"Não vos deixarei órfãos" (Jo 14, 18), disse Cristo aos apóstolos: prometeu-lhes que enviaria o Espírito Santo, que por sua vez os tornaria mais plenamente filhos de Deus Pai. Não vos deixarei órfãos: são as palavras que me vêm à alma agora que acaba um pontificado. Bento XVI não nos deixa órfãos, porque continua vivo o seu magistério, porque nos acompanhará com a sua oração e com o seu afeto paterno, porque cada dia cresce mais a sua figura de Bom Pastor e, finalmente, porque o Espírito Santo continuará a guiar a sua Igreja com um novo Romano Pontífice.
O rico magistério de Bento XVI manifesta uma extraordinária capacidade de conciliar verdades profundas com palavras simples. Aproveitou o aparente "eclipse de Deus" para convidar a redescobrir o sentido de Deus, Criador e Redentor, que atua sempre no nosso mundo.

• **Conteúdo dos dados**
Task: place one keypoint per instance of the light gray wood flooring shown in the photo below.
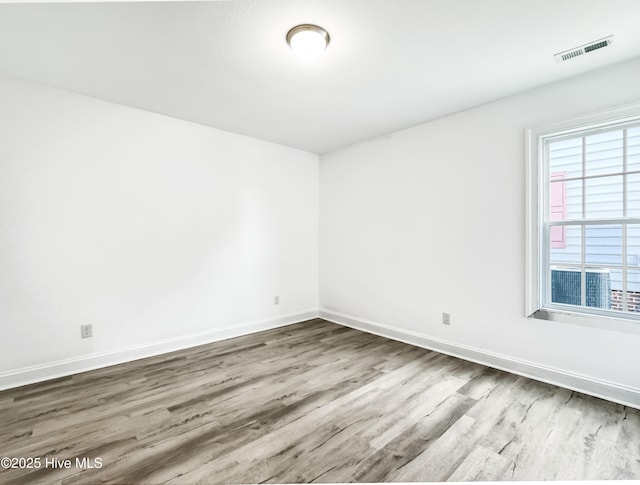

• **Instruções da tarefa**
Por favor, traduza para o inglês esta frase do trecho selecionado: "O rico magistério de Bento XVI manifesta uma extraordinária capacidade de conciliar verdades profundas com palavras simples."

• **Resposta completa**
The rich magisterium of Benedict XVI displays an extraordinary ability to reconcile profound truths with simple words.